WHAT IS ASKED —
Update the entries below by replacing every occurrence of "Sample" with "Reference", leaving all other text unchanged.

##### DATA IN THIS EXERCISE #####

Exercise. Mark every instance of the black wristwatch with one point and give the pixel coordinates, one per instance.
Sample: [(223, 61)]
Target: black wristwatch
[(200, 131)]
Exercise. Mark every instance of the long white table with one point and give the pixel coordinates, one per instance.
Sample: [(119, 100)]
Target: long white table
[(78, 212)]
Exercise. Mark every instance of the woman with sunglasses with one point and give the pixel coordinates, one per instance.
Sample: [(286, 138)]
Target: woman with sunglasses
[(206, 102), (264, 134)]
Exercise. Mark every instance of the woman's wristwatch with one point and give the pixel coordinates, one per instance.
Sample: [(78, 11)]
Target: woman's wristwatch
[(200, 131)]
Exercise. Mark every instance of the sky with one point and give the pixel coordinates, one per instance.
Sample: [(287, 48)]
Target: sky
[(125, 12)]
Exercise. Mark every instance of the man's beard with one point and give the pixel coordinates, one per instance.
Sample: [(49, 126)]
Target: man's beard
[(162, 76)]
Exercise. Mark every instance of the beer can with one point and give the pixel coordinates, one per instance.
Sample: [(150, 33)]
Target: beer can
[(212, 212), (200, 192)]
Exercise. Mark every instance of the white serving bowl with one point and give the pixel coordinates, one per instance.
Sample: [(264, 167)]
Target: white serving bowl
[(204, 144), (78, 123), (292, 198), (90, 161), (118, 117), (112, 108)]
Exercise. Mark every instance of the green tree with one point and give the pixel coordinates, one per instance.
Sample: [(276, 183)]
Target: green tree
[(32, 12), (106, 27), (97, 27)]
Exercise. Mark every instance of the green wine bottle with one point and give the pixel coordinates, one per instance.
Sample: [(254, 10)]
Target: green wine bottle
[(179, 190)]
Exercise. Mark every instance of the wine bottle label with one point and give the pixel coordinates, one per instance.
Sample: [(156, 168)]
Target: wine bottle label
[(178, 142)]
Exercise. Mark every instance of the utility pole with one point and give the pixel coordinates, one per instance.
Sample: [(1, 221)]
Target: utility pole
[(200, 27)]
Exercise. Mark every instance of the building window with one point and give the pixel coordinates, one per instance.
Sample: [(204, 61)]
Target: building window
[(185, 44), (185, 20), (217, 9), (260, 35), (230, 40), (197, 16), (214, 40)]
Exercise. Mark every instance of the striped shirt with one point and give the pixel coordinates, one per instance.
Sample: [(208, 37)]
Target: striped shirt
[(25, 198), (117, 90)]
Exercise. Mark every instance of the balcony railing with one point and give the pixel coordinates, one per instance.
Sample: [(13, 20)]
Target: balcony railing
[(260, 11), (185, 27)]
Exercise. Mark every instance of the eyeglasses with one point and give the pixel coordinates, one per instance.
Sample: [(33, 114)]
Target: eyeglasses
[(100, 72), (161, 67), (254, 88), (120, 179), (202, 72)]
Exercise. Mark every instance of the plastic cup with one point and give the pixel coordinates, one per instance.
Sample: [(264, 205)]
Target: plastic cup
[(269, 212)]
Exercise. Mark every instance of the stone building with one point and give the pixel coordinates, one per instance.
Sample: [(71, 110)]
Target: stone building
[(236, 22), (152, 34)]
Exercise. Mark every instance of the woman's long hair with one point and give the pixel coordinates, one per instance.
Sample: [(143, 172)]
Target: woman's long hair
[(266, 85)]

#####

WRITTEN SOLUTION —
Exercise. Mark every instance of the black wristwatch with one point and give the pixel coordinates, one per instance.
Reference: [(223, 61)]
Target: black wristwatch
[(200, 131)]
Exercise. Mark every instance of the long white table with one point and give the pixel coordinates, one per instance.
Reference: [(119, 100)]
Target: long white table
[(78, 212)]
Exercise. Mark every instance of the woman with sunglasses with one point and give the pixel coordinates, one per instance.
Reference: [(286, 138)]
Target: woman with sunglasses
[(206, 102), (264, 134)]
Exercise. Mark every instance of the woman's wristwatch with one point and give the pixel coordinates, one per instance.
Reference: [(78, 11)]
Target: woman's wristwatch
[(200, 131)]
Exercise. Mark every instance of the sky with one point and give the pixel coordinates, one per instance.
Reference: [(287, 48)]
Target: sky
[(125, 12)]
Exercise. Mark every instance of the man's beard with one point and give the pixel coordinates, one per instance.
Reference: [(49, 126)]
Target: man's beard
[(162, 76)]
Exercise. Mark every instance of the beer can with one point and give the pixel coordinates, one per instance.
Reference: [(150, 33)]
Target: beer can
[(212, 212), (200, 192)]
Exercise. Mark every instance of the white serving bowl with one point and give the pixel coordinates, one per instance.
Reference: [(264, 167)]
Target: white serving bowl
[(204, 144), (78, 123), (292, 198), (90, 161), (118, 117), (112, 108)]
Exercise. Mark every instance of the green tree with one point and give the pixel coordinates, one per instance.
Reference: [(276, 183)]
Target: green tree
[(32, 12), (106, 27), (97, 27)]
Exercise. Mark every instance of the green wine bottle with one point and give the pixel coordinates, one per instance.
Reference: [(254, 10)]
Target: green wine bottle
[(179, 190)]
Exercise. Mark every instance of the wine bottle label with one point and give the pixel coordinates, one per instance.
Reference: [(156, 168)]
Target: wine bottle label
[(178, 142)]
Exercise. Mark every instance of the utility pole with one point and give the pixel coordinates, one per instance.
Reference: [(1, 221)]
Target: utility pole
[(200, 27)]
Exercise. Mark every instance of the building window with one point and give the pixel coordinates, one per instance.
Reference: [(204, 61)]
Target: building window
[(185, 44), (185, 20), (217, 9), (260, 35), (230, 40), (197, 16), (214, 40)]
Exercise. Mark every instance of the striped shirt with one point and give the pixel coordinates, one per instance.
Reference: [(208, 37)]
Target: striped shirt
[(25, 198), (117, 90)]
Exercise. Mark every instance of the balcony railing with one point and give the pixel coordinates, one per instance.
Reference: [(13, 20)]
Target: balcony railing
[(260, 11), (185, 27)]
Exercise. Mark every instance of the eyeglasses with one point and give the pixel coordinates, one per instance.
Reference: [(33, 114)]
Target: eyeglasses
[(100, 72), (161, 67), (254, 88), (120, 179), (202, 72)]
Exercise. Mark every instance of the plastic cup with one point and give the pixel coordinates, one per instance.
Reference: [(264, 205)]
Target: plastic cup
[(269, 212)]
Exercise. Mark every instance of the stone building with one point and give the pixel coordinates, one per instance.
Reference: [(71, 110)]
Target: stone building
[(236, 22), (152, 34)]
Exercise. Mark every instance of the woman's long hair with one point and give the pixel coordinates, one per instance.
Reference: [(143, 172)]
Target: woman's long hair
[(266, 85)]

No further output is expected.